*WORK TO COMPLETE*. Set down exactly the lines in the records below that run from the line with "Objective — one point per instance of the uniformed" to the line with "Objective — one point per instance of the building", inclusive, and nothing more.

### MATERIAL PROVIDED ###

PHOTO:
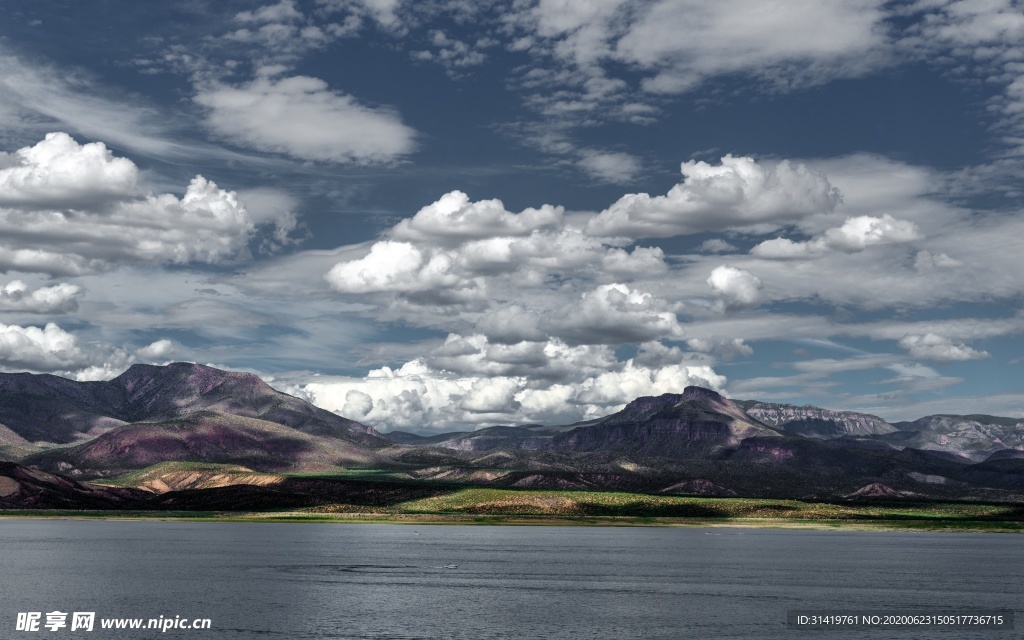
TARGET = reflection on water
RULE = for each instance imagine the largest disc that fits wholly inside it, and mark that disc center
(380, 581)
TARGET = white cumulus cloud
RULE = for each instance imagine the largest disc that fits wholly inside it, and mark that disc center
(58, 172)
(855, 235)
(454, 218)
(85, 223)
(735, 288)
(739, 193)
(61, 298)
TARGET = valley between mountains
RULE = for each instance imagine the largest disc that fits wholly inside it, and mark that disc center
(192, 437)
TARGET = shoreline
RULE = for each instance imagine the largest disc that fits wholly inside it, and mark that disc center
(304, 517)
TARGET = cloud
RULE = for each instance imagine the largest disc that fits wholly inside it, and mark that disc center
(420, 396)
(61, 298)
(454, 54)
(735, 289)
(727, 348)
(616, 168)
(71, 210)
(579, 50)
(792, 44)
(57, 172)
(717, 245)
(614, 314)
(934, 347)
(49, 348)
(454, 218)
(737, 194)
(274, 210)
(161, 349)
(981, 37)
(300, 117)
(41, 96)
(856, 235)
(455, 251)
(401, 267)
(283, 11)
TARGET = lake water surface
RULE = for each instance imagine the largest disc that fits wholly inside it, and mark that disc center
(383, 581)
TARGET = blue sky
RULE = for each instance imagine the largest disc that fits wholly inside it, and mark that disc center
(445, 214)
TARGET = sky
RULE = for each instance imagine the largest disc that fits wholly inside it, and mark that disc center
(445, 214)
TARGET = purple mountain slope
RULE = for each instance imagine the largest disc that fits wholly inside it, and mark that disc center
(48, 409)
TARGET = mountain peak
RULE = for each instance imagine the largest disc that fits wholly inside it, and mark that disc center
(694, 392)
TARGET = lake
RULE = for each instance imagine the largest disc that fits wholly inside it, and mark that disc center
(387, 581)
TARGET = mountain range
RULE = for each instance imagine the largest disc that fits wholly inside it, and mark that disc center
(237, 441)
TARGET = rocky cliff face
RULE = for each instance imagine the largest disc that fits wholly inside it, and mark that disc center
(816, 422)
(975, 437)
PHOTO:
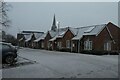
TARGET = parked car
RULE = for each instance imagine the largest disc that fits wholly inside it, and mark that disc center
(8, 53)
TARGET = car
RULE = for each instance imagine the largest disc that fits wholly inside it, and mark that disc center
(8, 53)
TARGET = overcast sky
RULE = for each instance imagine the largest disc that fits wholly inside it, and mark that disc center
(38, 15)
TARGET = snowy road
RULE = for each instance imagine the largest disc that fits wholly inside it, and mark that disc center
(51, 64)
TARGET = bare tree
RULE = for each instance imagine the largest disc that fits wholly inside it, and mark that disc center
(4, 8)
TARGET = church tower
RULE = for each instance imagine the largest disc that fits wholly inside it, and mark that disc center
(54, 27)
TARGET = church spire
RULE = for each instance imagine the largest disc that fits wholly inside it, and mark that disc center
(54, 27)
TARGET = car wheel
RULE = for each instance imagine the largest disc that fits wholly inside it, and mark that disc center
(9, 59)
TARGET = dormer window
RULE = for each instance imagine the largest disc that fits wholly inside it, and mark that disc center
(89, 30)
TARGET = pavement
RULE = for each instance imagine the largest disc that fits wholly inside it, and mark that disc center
(35, 63)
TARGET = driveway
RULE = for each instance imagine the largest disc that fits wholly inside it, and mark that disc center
(35, 63)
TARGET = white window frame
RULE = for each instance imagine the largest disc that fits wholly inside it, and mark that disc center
(88, 45)
(68, 43)
(107, 46)
(42, 44)
(59, 45)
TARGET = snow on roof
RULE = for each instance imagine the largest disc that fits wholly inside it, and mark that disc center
(52, 33)
(62, 32)
(41, 37)
(59, 33)
(96, 29)
(37, 35)
(29, 37)
(89, 30)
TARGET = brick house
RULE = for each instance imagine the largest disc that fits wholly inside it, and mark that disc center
(39, 43)
(103, 37)
(62, 41)
(50, 34)
(26, 38)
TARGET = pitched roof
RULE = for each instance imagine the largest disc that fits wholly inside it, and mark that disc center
(62, 32)
(41, 37)
(89, 30)
(37, 35)
(28, 37)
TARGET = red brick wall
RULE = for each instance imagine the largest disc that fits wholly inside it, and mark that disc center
(46, 40)
(68, 36)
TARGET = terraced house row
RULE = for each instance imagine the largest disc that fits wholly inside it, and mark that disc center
(103, 37)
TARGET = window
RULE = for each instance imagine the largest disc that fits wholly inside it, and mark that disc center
(48, 44)
(68, 43)
(42, 44)
(107, 46)
(59, 44)
(88, 45)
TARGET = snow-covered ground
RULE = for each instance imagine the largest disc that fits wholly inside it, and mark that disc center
(53, 64)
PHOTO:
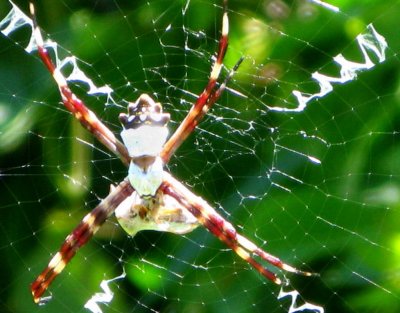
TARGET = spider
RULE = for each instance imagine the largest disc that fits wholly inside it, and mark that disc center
(149, 198)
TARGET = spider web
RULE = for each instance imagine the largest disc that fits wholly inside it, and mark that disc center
(300, 154)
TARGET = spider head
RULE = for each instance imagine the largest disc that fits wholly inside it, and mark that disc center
(145, 127)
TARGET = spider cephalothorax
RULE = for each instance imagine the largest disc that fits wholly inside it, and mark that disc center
(150, 197)
(144, 135)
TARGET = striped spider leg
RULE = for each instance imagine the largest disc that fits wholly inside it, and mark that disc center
(149, 198)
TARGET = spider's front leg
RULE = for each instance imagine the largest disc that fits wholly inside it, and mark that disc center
(75, 105)
(224, 230)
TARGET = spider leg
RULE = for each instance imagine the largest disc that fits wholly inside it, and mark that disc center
(75, 105)
(79, 237)
(206, 99)
(224, 230)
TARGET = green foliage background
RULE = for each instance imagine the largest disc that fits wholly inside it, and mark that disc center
(356, 188)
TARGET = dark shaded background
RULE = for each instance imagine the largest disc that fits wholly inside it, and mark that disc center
(339, 219)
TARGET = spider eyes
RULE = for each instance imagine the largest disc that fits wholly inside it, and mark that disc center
(144, 111)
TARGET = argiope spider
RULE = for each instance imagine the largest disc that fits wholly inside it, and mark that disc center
(149, 198)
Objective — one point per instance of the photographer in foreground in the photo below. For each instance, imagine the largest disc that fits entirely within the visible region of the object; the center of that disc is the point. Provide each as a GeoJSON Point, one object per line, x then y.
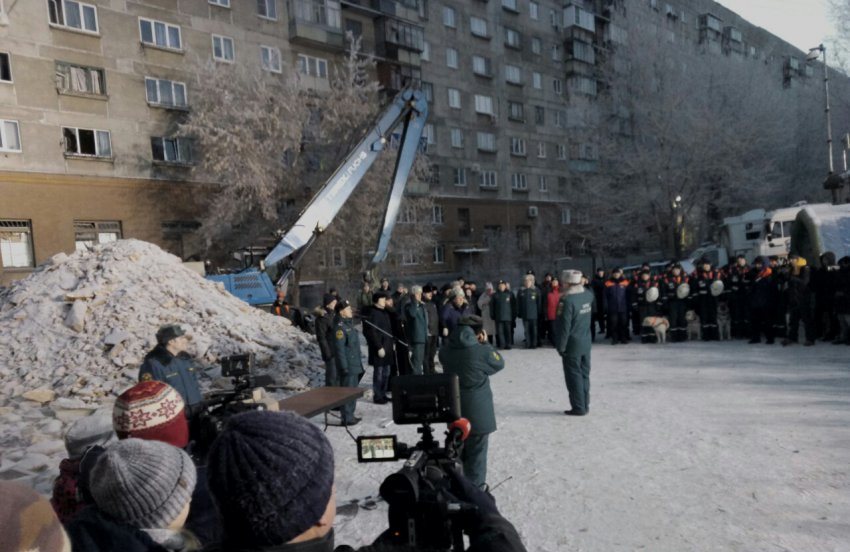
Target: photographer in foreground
{"type": "Point", "coordinates": [271, 475]}
{"type": "Point", "coordinates": [469, 355]}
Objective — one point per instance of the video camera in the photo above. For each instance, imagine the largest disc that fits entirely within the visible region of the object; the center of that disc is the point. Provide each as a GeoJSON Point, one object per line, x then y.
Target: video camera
{"type": "Point", "coordinates": [220, 405]}
{"type": "Point", "coordinates": [422, 510]}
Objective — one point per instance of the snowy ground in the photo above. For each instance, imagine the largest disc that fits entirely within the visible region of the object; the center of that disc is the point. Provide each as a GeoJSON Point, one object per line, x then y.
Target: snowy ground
{"type": "Point", "coordinates": [715, 446]}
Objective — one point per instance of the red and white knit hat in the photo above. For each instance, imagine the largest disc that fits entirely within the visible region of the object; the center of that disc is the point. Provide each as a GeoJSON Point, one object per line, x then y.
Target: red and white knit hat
{"type": "Point", "coordinates": [151, 410]}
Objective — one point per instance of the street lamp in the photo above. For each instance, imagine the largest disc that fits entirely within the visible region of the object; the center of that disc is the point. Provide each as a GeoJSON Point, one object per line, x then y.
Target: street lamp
{"type": "Point", "coordinates": [833, 182]}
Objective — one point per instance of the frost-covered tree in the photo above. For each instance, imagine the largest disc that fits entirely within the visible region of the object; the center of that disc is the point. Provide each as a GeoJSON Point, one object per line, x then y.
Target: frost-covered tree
{"type": "Point", "coordinates": [269, 143]}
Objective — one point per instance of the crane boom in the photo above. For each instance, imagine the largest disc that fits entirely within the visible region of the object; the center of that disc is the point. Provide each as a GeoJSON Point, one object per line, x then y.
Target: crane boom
{"type": "Point", "coordinates": [409, 108]}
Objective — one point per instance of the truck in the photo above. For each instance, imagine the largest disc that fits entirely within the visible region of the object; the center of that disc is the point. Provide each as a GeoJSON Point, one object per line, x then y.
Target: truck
{"type": "Point", "coordinates": [408, 110]}
{"type": "Point", "coordinates": [756, 233]}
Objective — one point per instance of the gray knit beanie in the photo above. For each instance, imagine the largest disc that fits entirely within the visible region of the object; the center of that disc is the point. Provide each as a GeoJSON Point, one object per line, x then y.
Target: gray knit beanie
{"type": "Point", "coordinates": [145, 484]}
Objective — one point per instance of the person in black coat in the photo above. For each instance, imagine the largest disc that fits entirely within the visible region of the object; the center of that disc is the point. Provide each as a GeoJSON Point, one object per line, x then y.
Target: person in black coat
{"type": "Point", "coordinates": [759, 283]}
{"type": "Point", "coordinates": [378, 330]}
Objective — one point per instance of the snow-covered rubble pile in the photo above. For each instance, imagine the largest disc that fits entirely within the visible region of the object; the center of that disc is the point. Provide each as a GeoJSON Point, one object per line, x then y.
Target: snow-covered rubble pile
{"type": "Point", "coordinates": [81, 324]}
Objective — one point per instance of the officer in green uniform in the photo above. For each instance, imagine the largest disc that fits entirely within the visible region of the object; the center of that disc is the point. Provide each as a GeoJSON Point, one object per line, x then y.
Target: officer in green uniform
{"type": "Point", "coordinates": [349, 365]}
{"type": "Point", "coordinates": [572, 339]}
{"type": "Point", "coordinates": [503, 313]}
{"type": "Point", "coordinates": [529, 300]}
{"type": "Point", "coordinates": [468, 354]}
{"type": "Point", "coordinates": [168, 362]}
{"type": "Point", "coordinates": [417, 329]}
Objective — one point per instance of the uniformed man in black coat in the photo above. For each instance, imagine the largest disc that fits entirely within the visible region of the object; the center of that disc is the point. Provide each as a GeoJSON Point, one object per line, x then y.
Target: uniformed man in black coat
{"type": "Point", "coordinates": [324, 324]}
{"type": "Point", "coordinates": [347, 354]}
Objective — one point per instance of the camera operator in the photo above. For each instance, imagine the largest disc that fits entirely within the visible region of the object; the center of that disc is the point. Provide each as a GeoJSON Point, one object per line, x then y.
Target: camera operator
{"type": "Point", "coordinates": [271, 475]}
{"type": "Point", "coordinates": [169, 362]}
{"type": "Point", "coordinates": [469, 355]}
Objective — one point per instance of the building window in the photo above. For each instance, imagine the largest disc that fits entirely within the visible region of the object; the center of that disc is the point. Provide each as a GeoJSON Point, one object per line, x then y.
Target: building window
{"type": "Point", "coordinates": [87, 142]}
{"type": "Point", "coordinates": [483, 104]}
{"type": "Point", "coordinates": [537, 80]}
{"type": "Point", "coordinates": [518, 146]}
{"type": "Point", "coordinates": [90, 233]}
{"type": "Point", "coordinates": [515, 111]}
{"type": "Point", "coordinates": [312, 66]}
{"type": "Point", "coordinates": [464, 223]}
{"type": "Point", "coordinates": [428, 91]}
{"type": "Point", "coordinates": [73, 14]}
{"type": "Point", "coordinates": [488, 179]}
{"type": "Point", "coordinates": [428, 133]}
{"type": "Point", "coordinates": [486, 141]}
{"type": "Point", "coordinates": [171, 150]}
{"type": "Point", "coordinates": [165, 93]}
{"type": "Point", "coordinates": [541, 150]}
{"type": "Point", "coordinates": [481, 66]}
{"type": "Point", "coordinates": [536, 45]}
{"type": "Point", "coordinates": [478, 27]}
{"type": "Point", "coordinates": [337, 257]}
{"type": "Point", "coordinates": [270, 58]}
{"type": "Point", "coordinates": [223, 49]}
{"type": "Point", "coordinates": [10, 138]}
{"type": "Point", "coordinates": [512, 38]}
{"type": "Point", "coordinates": [16, 244]}
{"type": "Point", "coordinates": [451, 58]}
{"type": "Point", "coordinates": [539, 115]}
{"type": "Point", "coordinates": [454, 98]}
{"type": "Point", "coordinates": [457, 137]}
{"type": "Point", "coordinates": [77, 79]}
{"type": "Point", "coordinates": [437, 214]}
{"type": "Point", "coordinates": [5, 67]}
{"type": "Point", "coordinates": [267, 9]}
{"type": "Point", "coordinates": [460, 176]}
{"type": "Point", "coordinates": [439, 254]}
{"type": "Point", "coordinates": [159, 34]}
{"type": "Point", "coordinates": [519, 182]}
{"type": "Point", "coordinates": [449, 17]}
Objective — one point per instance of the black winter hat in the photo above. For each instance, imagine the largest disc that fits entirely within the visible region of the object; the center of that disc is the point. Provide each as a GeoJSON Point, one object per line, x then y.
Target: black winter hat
{"type": "Point", "coordinates": [271, 475]}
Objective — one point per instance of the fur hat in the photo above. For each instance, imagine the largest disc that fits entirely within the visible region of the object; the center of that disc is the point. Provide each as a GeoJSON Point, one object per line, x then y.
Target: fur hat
{"type": "Point", "coordinates": [271, 475]}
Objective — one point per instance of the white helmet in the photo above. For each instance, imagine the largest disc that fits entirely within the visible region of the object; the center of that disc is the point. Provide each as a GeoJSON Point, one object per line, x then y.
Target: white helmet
{"type": "Point", "coordinates": [716, 287]}
{"type": "Point", "coordinates": [652, 294]}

###

*OUTPUT*.
Objective — one point per instance of the uniformed man in black coat in the photo above. For each instance, imagine the largest disc that fits entirely within the visible region of the object; the center of that disc is the point. Provide each as a GeoJSON Point, one object per line, x then y.
Target: uniformed man in black coat
{"type": "Point", "coordinates": [324, 324]}
{"type": "Point", "coordinates": [347, 354]}
Objective — one point per instance of the camera operator in the photo above. For each instance, imagine the largest disc that fits entirely within the visible region of the object; the center of that disc is the point. Provide each as a GeoJSON Point, one object per line, x then y.
Target: camera operator
{"type": "Point", "coordinates": [271, 475]}
{"type": "Point", "coordinates": [169, 362]}
{"type": "Point", "coordinates": [469, 355]}
Objective — one point per instance of the building window in the photo above. For each instance, imagine the largest disc that fits entirely within the visible region of the object; the center of that disc is the point. Provide each as a GeoJSON Point, one object per line, x then y.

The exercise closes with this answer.